(Referring expression grounding data)
[Start of section]

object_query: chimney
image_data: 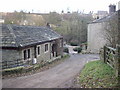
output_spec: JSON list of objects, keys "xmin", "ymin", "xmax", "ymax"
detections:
[{"xmin": 109, "ymin": 4, "xmax": 116, "ymax": 14}]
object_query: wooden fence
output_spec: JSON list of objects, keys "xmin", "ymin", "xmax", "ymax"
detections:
[
  {"xmin": 100, "ymin": 45, "xmax": 120, "ymax": 78},
  {"xmin": 104, "ymin": 46, "xmax": 116, "ymax": 68},
  {"xmin": 0, "ymin": 59, "xmax": 31, "ymax": 69}
]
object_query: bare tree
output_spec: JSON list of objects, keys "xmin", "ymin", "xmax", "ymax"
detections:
[{"xmin": 103, "ymin": 13, "xmax": 118, "ymax": 48}]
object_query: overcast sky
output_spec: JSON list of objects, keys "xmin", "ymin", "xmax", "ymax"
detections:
[{"xmin": 0, "ymin": 0, "xmax": 120, "ymax": 13}]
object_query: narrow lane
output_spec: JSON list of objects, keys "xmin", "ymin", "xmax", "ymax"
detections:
[{"xmin": 2, "ymin": 54, "xmax": 99, "ymax": 88}]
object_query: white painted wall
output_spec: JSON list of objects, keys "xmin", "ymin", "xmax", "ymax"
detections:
[
  {"xmin": 87, "ymin": 22, "xmax": 107, "ymax": 53},
  {"xmin": 118, "ymin": 1, "xmax": 120, "ymax": 10}
]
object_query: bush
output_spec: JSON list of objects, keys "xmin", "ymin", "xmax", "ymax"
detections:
[
  {"xmin": 2, "ymin": 66, "xmax": 24, "ymax": 76},
  {"xmin": 73, "ymin": 47, "xmax": 82, "ymax": 53},
  {"xmin": 63, "ymin": 47, "xmax": 69, "ymax": 53},
  {"xmin": 63, "ymin": 54, "xmax": 70, "ymax": 59},
  {"xmin": 70, "ymin": 42, "xmax": 78, "ymax": 46},
  {"xmin": 73, "ymin": 48, "xmax": 78, "ymax": 51},
  {"xmin": 2, "ymin": 64, "xmax": 40, "ymax": 76}
]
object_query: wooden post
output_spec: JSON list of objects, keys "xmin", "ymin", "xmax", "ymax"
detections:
[
  {"xmin": 17, "ymin": 59, "xmax": 19, "ymax": 66},
  {"xmin": 104, "ymin": 46, "xmax": 106, "ymax": 63},
  {"xmin": 116, "ymin": 45, "xmax": 120, "ymax": 86},
  {"xmin": 62, "ymin": 38, "xmax": 64, "ymax": 57},
  {"xmin": 6, "ymin": 61, "xmax": 8, "ymax": 69},
  {"xmin": 117, "ymin": 10, "xmax": 120, "ymax": 86}
]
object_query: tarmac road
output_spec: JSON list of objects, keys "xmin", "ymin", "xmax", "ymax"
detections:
[{"xmin": 2, "ymin": 54, "xmax": 99, "ymax": 88}]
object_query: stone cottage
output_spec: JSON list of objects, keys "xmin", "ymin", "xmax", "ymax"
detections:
[
  {"xmin": 87, "ymin": 16, "xmax": 109, "ymax": 53},
  {"xmin": 87, "ymin": 5, "xmax": 120, "ymax": 53},
  {"xmin": 1, "ymin": 24, "xmax": 63, "ymax": 69}
]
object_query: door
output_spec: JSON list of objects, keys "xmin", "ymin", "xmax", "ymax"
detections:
[{"xmin": 52, "ymin": 43, "xmax": 58, "ymax": 57}]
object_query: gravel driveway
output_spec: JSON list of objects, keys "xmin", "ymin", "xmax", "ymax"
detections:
[{"xmin": 2, "ymin": 54, "xmax": 99, "ymax": 88}]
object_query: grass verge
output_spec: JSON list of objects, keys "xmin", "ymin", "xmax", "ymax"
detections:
[{"xmin": 79, "ymin": 60, "xmax": 118, "ymax": 88}]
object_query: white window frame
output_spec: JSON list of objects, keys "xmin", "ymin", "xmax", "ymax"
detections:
[
  {"xmin": 28, "ymin": 49, "xmax": 31, "ymax": 59},
  {"xmin": 60, "ymin": 39, "xmax": 62, "ymax": 47},
  {"xmin": 44, "ymin": 43, "xmax": 49, "ymax": 53},
  {"xmin": 23, "ymin": 48, "xmax": 31, "ymax": 60},
  {"xmin": 37, "ymin": 45, "xmax": 41, "ymax": 57},
  {"xmin": 23, "ymin": 50, "xmax": 27, "ymax": 60}
]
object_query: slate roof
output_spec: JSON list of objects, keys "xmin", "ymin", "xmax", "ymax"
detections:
[
  {"xmin": 1, "ymin": 24, "xmax": 62, "ymax": 48},
  {"xmin": 91, "ymin": 10, "xmax": 119, "ymax": 24},
  {"xmin": 91, "ymin": 16, "xmax": 110, "ymax": 23}
]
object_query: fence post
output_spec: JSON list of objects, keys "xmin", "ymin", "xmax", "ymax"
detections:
[
  {"xmin": 5, "ymin": 61, "xmax": 8, "ymax": 69},
  {"xmin": 103, "ymin": 46, "xmax": 106, "ymax": 63},
  {"xmin": 116, "ymin": 45, "xmax": 120, "ymax": 86}
]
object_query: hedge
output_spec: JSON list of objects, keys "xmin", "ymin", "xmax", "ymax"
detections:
[{"xmin": 73, "ymin": 47, "xmax": 82, "ymax": 53}]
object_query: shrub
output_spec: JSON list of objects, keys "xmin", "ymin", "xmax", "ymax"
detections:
[
  {"xmin": 2, "ymin": 64, "xmax": 40, "ymax": 76},
  {"xmin": 70, "ymin": 42, "xmax": 78, "ymax": 46},
  {"xmin": 73, "ymin": 48, "xmax": 77, "ymax": 51},
  {"xmin": 73, "ymin": 47, "xmax": 82, "ymax": 53},
  {"xmin": 63, "ymin": 47, "xmax": 69, "ymax": 53},
  {"xmin": 2, "ymin": 66, "xmax": 24, "ymax": 76}
]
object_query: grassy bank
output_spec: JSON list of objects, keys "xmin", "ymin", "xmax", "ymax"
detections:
[{"xmin": 79, "ymin": 60, "xmax": 118, "ymax": 88}]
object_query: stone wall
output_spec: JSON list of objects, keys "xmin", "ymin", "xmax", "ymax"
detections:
[
  {"xmin": 2, "ymin": 49, "xmax": 22, "ymax": 61},
  {"xmin": 36, "ymin": 43, "xmax": 51, "ymax": 63},
  {"xmin": 1, "ymin": 38, "xmax": 63, "ymax": 68},
  {"xmin": 87, "ymin": 22, "xmax": 106, "ymax": 53},
  {"xmin": 2, "ymin": 49, "xmax": 22, "ymax": 68}
]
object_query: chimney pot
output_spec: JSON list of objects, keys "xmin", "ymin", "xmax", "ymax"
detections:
[{"xmin": 109, "ymin": 4, "xmax": 116, "ymax": 14}]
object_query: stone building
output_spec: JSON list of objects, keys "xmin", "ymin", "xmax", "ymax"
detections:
[
  {"xmin": 87, "ymin": 5, "xmax": 120, "ymax": 53},
  {"xmin": 118, "ymin": 1, "xmax": 120, "ymax": 10},
  {"xmin": 1, "ymin": 24, "xmax": 63, "ymax": 68},
  {"xmin": 92, "ymin": 11, "xmax": 108, "ymax": 19},
  {"xmin": 87, "ymin": 17, "xmax": 108, "ymax": 53}
]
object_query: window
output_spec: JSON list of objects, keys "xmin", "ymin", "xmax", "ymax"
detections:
[
  {"xmin": 24, "ymin": 50, "xmax": 27, "ymax": 60},
  {"xmin": 23, "ymin": 49, "xmax": 31, "ymax": 60},
  {"xmin": 45, "ymin": 44, "xmax": 48, "ymax": 52},
  {"xmin": 37, "ymin": 46, "xmax": 40, "ymax": 55},
  {"xmin": 28, "ymin": 49, "xmax": 30, "ymax": 58},
  {"xmin": 60, "ymin": 40, "xmax": 62, "ymax": 47}
]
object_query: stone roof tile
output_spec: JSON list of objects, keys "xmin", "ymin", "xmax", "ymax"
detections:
[{"xmin": 1, "ymin": 24, "xmax": 62, "ymax": 47}]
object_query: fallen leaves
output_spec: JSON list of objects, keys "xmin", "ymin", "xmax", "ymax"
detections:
[{"xmin": 78, "ymin": 60, "xmax": 118, "ymax": 88}]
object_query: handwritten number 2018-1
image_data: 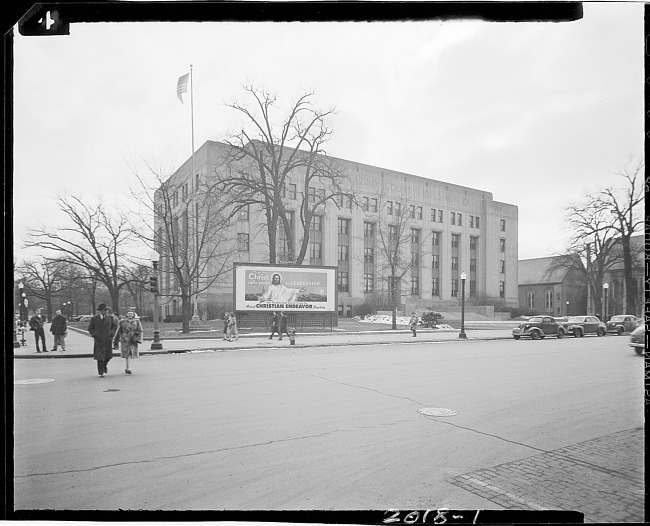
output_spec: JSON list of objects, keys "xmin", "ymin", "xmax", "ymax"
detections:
[{"xmin": 383, "ymin": 508, "xmax": 481, "ymax": 524}]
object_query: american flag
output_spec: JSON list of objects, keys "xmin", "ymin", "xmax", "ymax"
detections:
[{"xmin": 177, "ymin": 73, "xmax": 189, "ymax": 102}]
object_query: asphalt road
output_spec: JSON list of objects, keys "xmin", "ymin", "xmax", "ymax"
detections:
[{"xmin": 12, "ymin": 335, "xmax": 644, "ymax": 520}]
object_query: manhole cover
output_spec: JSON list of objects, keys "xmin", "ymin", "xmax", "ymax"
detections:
[
  {"xmin": 104, "ymin": 389, "xmax": 121, "ymax": 392},
  {"xmin": 14, "ymin": 379, "xmax": 55, "ymax": 385},
  {"xmin": 418, "ymin": 407, "xmax": 458, "ymax": 417}
]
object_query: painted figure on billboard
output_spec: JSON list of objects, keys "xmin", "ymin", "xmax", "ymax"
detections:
[{"xmin": 261, "ymin": 273, "xmax": 306, "ymax": 302}]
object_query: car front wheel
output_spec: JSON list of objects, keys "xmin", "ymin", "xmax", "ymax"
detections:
[
  {"xmin": 557, "ymin": 329, "xmax": 566, "ymax": 339},
  {"xmin": 617, "ymin": 327, "xmax": 624, "ymax": 336},
  {"xmin": 573, "ymin": 328, "xmax": 582, "ymax": 338},
  {"xmin": 513, "ymin": 335, "xmax": 520, "ymax": 340},
  {"xmin": 531, "ymin": 331, "xmax": 541, "ymax": 340}
]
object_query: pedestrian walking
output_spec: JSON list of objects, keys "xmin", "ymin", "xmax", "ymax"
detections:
[
  {"xmin": 28, "ymin": 309, "xmax": 48, "ymax": 353},
  {"xmin": 278, "ymin": 311, "xmax": 290, "ymax": 340},
  {"xmin": 113, "ymin": 309, "xmax": 143, "ymax": 374},
  {"xmin": 223, "ymin": 312, "xmax": 230, "ymax": 340},
  {"xmin": 88, "ymin": 303, "xmax": 118, "ymax": 378},
  {"xmin": 226, "ymin": 312, "xmax": 239, "ymax": 341},
  {"xmin": 50, "ymin": 309, "xmax": 67, "ymax": 351},
  {"xmin": 409, "ymin": 312, "xmax": 419, "ymax": 337},
  {"xmin": 269, "ymin": 311, "xmax": 280, "ymax": 339}
]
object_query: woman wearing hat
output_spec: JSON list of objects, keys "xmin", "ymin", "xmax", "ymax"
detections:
[
  {"xmin": 88, "ymin": 303, "xmax": 118, "ymax": 377},
  {"xmin": 113, "ymin": 309, "xmax": 143, "ymax": 374}
]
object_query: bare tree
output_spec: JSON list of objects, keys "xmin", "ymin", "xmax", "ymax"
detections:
[
  {"xmin": 595, "ymin": 161, "xmax": 644, "ymax": 314},
  {"xmin": 16, "ymin": 259, "xmax": 67, "ymax": 320},
  {"xmin": 217, "ymin": 85, "xmax": 355, "ymax": 265},
  {"xmin": 129, "ymin": 161, "xmax": 237, "ymax": 333},
  {"xmin": 23, "ymin": 195, "xmax": 135, "ymax": 315},
  {"xmin": 550, "ymin": 197, "xmax": 624, "ymax": 317},
  {"xmin": 371, "ymin": 196, "xmax": 429, "ymax": 329}
]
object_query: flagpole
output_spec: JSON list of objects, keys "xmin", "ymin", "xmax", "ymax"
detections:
[{"xmin": 189, "ymin": 64, "xmax": 200, "ymax": 323}]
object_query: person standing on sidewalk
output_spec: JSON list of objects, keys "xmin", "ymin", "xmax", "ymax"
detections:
[
  {"xmin": 88, "ymin": 303, "xmax": 118, "ymax": 378},
  {"xmin": 29, "ymin": 309, "xmax": 48, "ymax": 353},
  {"xmin": 226, "ymin": 311, "xmax": 239, "ymax": 341},
  {"xmin": 50, "ymin": 309, "xmax": 67, "ymax": 351},
  {"xmin": 409, "ymin": 312, "xmax": 419, "ymax": 337},
  {"xmin": 222, "ymin": 312, "xmax": 230, "ymax": 340},
  {"xmin": 269, "ymin": 311, "xmax": 280, "ymax": 339},
  {"xmin": 113, "ymin": 309, "xmax": 143, "ymax": 374},
  {"xmin": 278, "ymin": 311, "xmax": 290, "ymax": 340}
]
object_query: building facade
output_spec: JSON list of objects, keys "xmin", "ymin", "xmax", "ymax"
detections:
[
  {"xmin": 518, "ymin": 256, "xmax": 587, "ymax": 317},
  {"xmin": 155, "ymin": 140, "xmax": 519, "ymax": 319},
  {"xmin": 599, "ymin": 234, "xmax": 644, "ymax": 318}
]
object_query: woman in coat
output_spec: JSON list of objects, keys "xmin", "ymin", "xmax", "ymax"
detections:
[
  {"xmin": 88, "ymin": 303, "xmax": 118, "ymax": 377},
  {"xmin": 113, "ymin": 309, "xmax": 143, "ymax": 374}
]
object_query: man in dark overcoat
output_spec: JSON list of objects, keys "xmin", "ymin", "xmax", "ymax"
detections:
[{"xmin": 88, "ymin": 303, "xmax": 118, "ymax": 377}]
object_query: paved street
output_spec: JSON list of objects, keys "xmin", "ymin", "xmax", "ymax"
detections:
[{"xmin": 12, "ymin": 330, "xmax": 644, "ymax": 522}]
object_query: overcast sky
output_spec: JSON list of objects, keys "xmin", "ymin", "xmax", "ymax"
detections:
[{"xmin": 12, "ymin": 2, "xmax": 644, "ymax": 265}]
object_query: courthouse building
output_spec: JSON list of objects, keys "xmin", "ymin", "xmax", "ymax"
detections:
[{"xmin": 155, "ymin": 140, "xmax": 519, "ymax": 319}]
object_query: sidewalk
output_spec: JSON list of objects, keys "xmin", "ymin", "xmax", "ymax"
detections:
[{"xmin": 13, "ymin": 323, "xmax": 514, "ymax": 358}]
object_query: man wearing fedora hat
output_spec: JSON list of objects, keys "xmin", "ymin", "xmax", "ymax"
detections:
[{"xmin": 88, "ymin": 303, "xmax": 118, "ymax": 377}]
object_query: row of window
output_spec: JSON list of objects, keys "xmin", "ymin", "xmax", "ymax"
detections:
[{"xmin": 526, "ymin": 290, "xmax": 556, "ymax": 311}]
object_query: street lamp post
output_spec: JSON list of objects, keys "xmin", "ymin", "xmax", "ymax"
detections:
[
  {"xmin": 603, "ymin": 282, "xmax": 609, "ymax": 322},
  {"xmin": 20, "ymin": 284, "xmax": 28, "ymax": 346},
  {"xmin": 459, "ymin": 271, "xmax": 467, "ymax": 339},
  {"xmin": 566, "ymin": 301, "xmax": 570, "ymax": 316},
  {"xmin": 150, "ymin": 251, "xmax": 163, "ymax": 350}
]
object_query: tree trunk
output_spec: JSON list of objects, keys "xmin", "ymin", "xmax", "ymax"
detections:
[
  {"xmin": 181, "ymin": 293, "xmax": 192, "ymax": 333},
  {"xmin": 621, "ymin": 237, "xmax": 637, "ymax": 314}
]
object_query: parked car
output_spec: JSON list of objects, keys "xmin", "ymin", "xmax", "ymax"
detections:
[
  {"xmin": 629, "ymin": 325, "xmax": 645, "ymax": 355},
  {"xmin": 561, "ymin": 315, "xmax": 607, "ymax": 338},
  {"xmin": 512, "ymin": 316, "xmax": 567, "ymax": 340},
  {"xmin": 77, "ymin": 315, "xmax": 93, "ymax": 322},
  {"xmin": 606, "ymin": 315, "xmax": 639, "ymax": 335}
]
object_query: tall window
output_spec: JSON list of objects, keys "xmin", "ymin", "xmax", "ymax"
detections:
[
  {"xmin": 499, "ymin": 238, "xmax": 506, "ymax": 252},
  {"xmin": 527, "ymin": 290, "xmax": 535, "ymax": 309},
  {"xmin": 431, "ymin": 208, "xmax": 437, "ymax": 222},
  {"xmin": 438, "ymin": 210, "xmax": 443, "ymax": 222},
  {"xmin": 364, "ymin": 221, "xmax": 375, "ymax": 238},
  {"xmin": 451, "ymin": 279, "xmax": 459, "ymax": 297},
  {"xmin": 432, "ymin": 277, "xmax": 439, "ymax": 296},
  {"xmin": 338, "ymin": 245, "xmax": 349, "ymax": 261},
  {"xmin": 432, "ymin": 231, "xmax": 440, "ymax": 246},
  {"xmin": 416, "ymin": 206, "xmax": 423, "ymax": 220},
  {"xmin": 451, "ymin": 212, "xmax": 456, "ymax": 225},
  {"xmin": 499, "ymin": 260, "xmax": 506, "ymax": 274},
  {"xmin": 411, "ymin": 228, "xmax": 420, "ymax": 244},
  {"xmin": 364, "ymin": 273, "xmax": 374, "ymax": 293},
  {"xmin": 457, "ymin": 213, "xmax": 462, "ymax": 226},
  {"xmin": 411, "ymin": 276, "xmax": 420, "ymax": 295},
  {"xmin": 388, "ymin": 225, "xmax": 398, "ymax": 241},
  {"xmin": 288, "ymin": 183, "xmax": 297, "ymax": 200},
  {"xmin": 239, "ymin": 205, "xmax": 249, "ymax": 221},
  {"xmin": 362, "ymin": 196, "xmax": 369, "ymax": 211},
  {"xmin": 500, "ymin": 219, "xmax": 506, "ymax": 231},
  {"xmin": 432, "ymin": 254, "xmax": 439, "ymax": 269},
  {"xmin": 470, "ymin": 258, "xmax": 476, "ymax": 272},
  {"xmin": 237, "ymin": 233, "xmax": 249, "ymax": 252},
  {"xmin": 387, "ymin": 201, "xmax": 393, "ymax": 215},
  {"xmin": 311, "ymin": 215, "xmax": 322, "ymax": 233},
  {"xmin": 545, "ymin": 289, "xmax": 553, "ymax": 311},
  {"xmin": 338, "ymin": 218, "xmax": 350, "ymax": 235},
  {"xmin": 500, "ymin": 281, "xmax": 505, "ymax": 298},
  {"xmin": 451, "ymin": 257, "xmax": 458, "ymax": 270},
  {"xmin": 409, "ymin": 205, "xmax": 415, "ymax": 218},
  {"xmin": 470, "ymin": 236, "xmax": 478, "ymax": 251},
  {"xmin": 338, "ymin": 271, "xmax": 349, "ymax": 292},
  {"xmin": 364, "ymin": 247, "xmax": 374, "ymax": 263},
  {"xmin": 371, "ymin": 198, "xmax": 378, "ymax": 212},
  {"xmin": 451, "ymin": 234, "xmax": 460, "ymax": 248}
]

[End of section]

> [Task details]
Your task is to find every line above containing the word "wearing" and copy it.

> [Answer space]
object_query: woman wearing hat
object_query: man wearing fedora hat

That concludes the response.